WHAT IS NEEDED. From the items below, extract the lines between the one containing "notation: point(301, 346)." and the one containing "Query: stroller", inclusive, and reproduce them verbatim.

STORED DATA.
════════════════
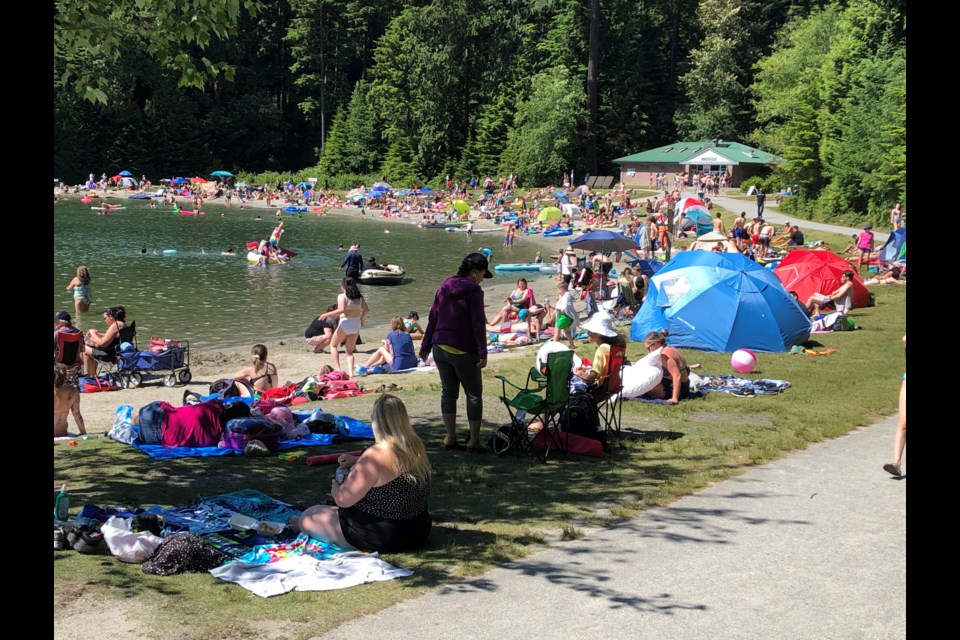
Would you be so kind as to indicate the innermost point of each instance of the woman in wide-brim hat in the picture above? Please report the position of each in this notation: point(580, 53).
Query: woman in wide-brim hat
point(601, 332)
════════════════
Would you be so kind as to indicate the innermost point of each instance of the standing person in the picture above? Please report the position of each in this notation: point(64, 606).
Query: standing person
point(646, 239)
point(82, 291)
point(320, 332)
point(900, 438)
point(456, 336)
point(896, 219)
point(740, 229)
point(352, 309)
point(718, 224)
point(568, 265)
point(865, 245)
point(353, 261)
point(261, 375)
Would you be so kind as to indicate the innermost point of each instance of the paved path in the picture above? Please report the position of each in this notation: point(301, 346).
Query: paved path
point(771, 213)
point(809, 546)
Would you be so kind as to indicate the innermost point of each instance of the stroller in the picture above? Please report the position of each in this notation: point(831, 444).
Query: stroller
════════════════
ANSWER TO THE EXERCISE.
Would you be so kind as to indicate the innermost point of each instance of the paved path in the picture above? Please report the position of each in this notation: point(301, 346).
Query: paved path
point(771, 213)
point(809, 546)
Would you be so kind as to indicate the innermost point of each instance of the stroller in the picture above? Please report the position of each in this notation: point(831, 444).
Query: stroller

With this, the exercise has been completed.